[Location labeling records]
* * *

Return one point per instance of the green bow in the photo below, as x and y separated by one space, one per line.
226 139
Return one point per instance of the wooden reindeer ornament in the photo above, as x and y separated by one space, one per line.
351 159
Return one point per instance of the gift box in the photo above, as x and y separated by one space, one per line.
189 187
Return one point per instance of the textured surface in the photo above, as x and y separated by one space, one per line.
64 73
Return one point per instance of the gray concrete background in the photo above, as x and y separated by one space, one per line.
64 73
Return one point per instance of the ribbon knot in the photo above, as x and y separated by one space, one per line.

* * *

#### [Instructions to follow]
Convert the rows above into a Markdown table with two columns, No. and Line, numbering each line and leaving out blank lines.

#### [Result of the exercise]
| No. | Line |
|---|---|
| 1 | Return one point per instance of the green bow in the photo below, as x and y separated by one space, one per line. |
| 2 | 226 139 |
| 3 | Return one point per instance of the wooden reindeer ornament in the photo above, as x and y separated by one space, one per line. |
| 4 | 351 159 |
| 5 | Return one point per instance of the gift box in the photo above, as x and y separated by one space, one per line. |
| 6 | 189 187 |
| 7 | Return one point per instance of the textured surface in the photo above, as x and y separated by one space, one per line. |
| 8 | 64 73 |
| 9 | Return one point per instance of the gray concrete background in the photo above, as x and y separated by one space, one per line. |
| 10 | 64 73 |
| 11 | Return one point per instance of the ribbon knot in the photo above, as x and y separated by one space, one per line. |